:: Set task ::
Please copy the lines of the items below without any change, from the line with "box bird's body" up to and including the last line of the items.

++++ Raw records

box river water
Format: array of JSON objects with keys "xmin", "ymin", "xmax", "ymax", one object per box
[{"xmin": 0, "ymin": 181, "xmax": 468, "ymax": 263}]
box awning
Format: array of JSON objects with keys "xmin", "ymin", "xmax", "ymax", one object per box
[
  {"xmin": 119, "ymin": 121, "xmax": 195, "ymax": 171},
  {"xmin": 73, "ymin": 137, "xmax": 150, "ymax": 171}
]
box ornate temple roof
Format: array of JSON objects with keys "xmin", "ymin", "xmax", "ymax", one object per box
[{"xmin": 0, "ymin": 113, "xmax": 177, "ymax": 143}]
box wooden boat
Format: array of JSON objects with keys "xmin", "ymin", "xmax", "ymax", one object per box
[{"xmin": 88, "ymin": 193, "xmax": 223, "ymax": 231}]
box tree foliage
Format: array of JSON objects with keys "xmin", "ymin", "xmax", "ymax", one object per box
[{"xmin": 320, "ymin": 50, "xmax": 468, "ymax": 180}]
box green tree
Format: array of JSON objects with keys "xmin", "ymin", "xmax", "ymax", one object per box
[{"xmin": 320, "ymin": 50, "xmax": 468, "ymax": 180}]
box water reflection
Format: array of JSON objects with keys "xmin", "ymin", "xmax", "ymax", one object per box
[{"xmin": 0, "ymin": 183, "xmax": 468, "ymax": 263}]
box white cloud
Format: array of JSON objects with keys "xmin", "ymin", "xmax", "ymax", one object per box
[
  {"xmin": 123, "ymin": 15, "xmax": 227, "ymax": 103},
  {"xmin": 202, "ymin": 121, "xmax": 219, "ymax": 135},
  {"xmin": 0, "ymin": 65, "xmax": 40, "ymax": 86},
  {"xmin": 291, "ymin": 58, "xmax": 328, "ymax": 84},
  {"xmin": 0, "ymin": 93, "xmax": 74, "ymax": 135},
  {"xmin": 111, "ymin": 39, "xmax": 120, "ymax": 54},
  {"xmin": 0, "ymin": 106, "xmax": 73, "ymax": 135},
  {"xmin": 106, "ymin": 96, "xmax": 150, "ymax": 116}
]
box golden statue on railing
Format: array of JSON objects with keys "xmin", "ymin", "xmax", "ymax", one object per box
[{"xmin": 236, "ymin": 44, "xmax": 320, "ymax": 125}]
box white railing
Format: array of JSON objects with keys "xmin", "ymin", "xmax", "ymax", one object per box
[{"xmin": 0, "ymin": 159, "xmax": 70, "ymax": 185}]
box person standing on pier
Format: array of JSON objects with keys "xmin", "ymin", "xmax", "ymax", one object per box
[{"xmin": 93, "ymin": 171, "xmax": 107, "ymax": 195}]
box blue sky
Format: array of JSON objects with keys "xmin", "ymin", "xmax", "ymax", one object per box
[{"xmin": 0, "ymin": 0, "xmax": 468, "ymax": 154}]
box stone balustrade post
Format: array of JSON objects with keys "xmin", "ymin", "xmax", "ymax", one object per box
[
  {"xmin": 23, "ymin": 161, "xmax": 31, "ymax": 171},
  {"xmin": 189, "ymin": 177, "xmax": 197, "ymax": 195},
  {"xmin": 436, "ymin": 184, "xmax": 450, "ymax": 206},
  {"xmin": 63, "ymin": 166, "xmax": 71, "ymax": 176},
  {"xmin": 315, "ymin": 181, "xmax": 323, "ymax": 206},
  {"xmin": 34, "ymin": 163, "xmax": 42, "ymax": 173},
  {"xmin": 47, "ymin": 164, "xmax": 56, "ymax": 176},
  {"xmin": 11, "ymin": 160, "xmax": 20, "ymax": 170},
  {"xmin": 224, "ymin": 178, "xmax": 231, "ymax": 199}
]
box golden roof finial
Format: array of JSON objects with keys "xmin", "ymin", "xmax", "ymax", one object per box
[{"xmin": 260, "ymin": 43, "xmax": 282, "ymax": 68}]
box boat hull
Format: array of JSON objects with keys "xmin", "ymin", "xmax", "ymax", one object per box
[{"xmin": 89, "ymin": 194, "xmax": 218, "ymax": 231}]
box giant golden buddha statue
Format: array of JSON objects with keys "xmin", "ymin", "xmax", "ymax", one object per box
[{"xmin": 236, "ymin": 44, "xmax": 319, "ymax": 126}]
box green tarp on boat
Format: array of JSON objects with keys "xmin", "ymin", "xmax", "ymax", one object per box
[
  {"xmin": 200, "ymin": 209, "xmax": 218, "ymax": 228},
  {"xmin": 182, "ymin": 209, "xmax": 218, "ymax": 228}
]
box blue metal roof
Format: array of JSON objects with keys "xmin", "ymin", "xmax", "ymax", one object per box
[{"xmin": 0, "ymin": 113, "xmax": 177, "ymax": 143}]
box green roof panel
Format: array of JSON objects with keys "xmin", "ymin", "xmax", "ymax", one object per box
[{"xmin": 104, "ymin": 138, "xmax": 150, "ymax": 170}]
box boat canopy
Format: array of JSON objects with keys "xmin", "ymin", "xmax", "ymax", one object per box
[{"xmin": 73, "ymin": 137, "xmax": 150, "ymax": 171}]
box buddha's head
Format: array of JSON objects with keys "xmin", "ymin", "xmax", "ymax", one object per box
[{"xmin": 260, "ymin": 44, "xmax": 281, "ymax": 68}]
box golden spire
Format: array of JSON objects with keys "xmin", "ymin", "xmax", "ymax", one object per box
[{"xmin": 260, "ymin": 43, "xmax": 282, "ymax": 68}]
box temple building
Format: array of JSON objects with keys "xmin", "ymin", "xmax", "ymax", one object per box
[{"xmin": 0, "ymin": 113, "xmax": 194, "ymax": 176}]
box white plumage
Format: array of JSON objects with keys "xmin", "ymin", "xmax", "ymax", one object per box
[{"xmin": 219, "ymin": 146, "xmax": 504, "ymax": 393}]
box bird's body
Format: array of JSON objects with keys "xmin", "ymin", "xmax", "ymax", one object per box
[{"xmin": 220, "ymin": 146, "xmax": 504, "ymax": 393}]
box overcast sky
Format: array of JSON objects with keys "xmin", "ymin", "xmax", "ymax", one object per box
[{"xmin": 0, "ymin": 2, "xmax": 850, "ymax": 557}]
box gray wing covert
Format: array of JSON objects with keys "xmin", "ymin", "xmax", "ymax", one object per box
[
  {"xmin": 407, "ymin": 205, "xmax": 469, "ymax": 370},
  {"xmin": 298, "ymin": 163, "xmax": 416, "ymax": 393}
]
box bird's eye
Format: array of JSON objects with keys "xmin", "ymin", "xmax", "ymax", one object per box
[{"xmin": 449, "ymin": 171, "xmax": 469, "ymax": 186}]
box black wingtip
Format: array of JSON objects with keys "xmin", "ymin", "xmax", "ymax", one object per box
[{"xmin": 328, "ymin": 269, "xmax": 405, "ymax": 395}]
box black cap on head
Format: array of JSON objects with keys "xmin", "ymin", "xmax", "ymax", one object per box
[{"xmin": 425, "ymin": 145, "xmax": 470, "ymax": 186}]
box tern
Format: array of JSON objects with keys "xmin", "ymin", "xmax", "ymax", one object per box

++++++++

:: Result for this exercise ::
box bird's body
Format: array of JSON objects with keys "xmin", "ymin", "xmax", "ymax", one object per box
[{"xmin": 220, "ymin": 146, "xmax": 504, "ymax": 393}]
box overcast sky
Format: array of JSON objects with keys "xmin", "ymin", "xmax", "ymax", one object per box
[{"xmin": 0, "ymin": 2, "xmax": 850, "ymax": 557}]
box gray wing covert
Format: array of JSON objects with keys "xmin", "ymin", "xmax", "ymax", one object per box
[
  {"xmin": 407, "ymin": 205, "xmax": 469, "ymax": 370},
  {"xmin": 298, "ymin": 163, "xmax": 416, "ymax": 393}
]
box bird's eye
Format: array of JSON objects with keys "xmin", "ymin", "xmax", "ymax", one object per box
[{"xmin": 449, "ymin": 171, "xmax": 469, "ymax": 186}]
box black wingtip
Format: array of JSON objects with keys "xmin", "ymin", "xmax", "ymax", one object per box
[{"xmin": 328, "ymin": 269, "xmax": 405, "ymax": 395}]
box black cap on head
Format: array of JSON objects with keys "xmin", "ymin", "xmax", "ymax", one object per box
[{"xmin": 425, "ymin": 145, "xmax": 470, "ymax": 186}]
box tern
Format: array of JSON objects with keys "xmin", "ymin", "xmax", "ymax", one object per box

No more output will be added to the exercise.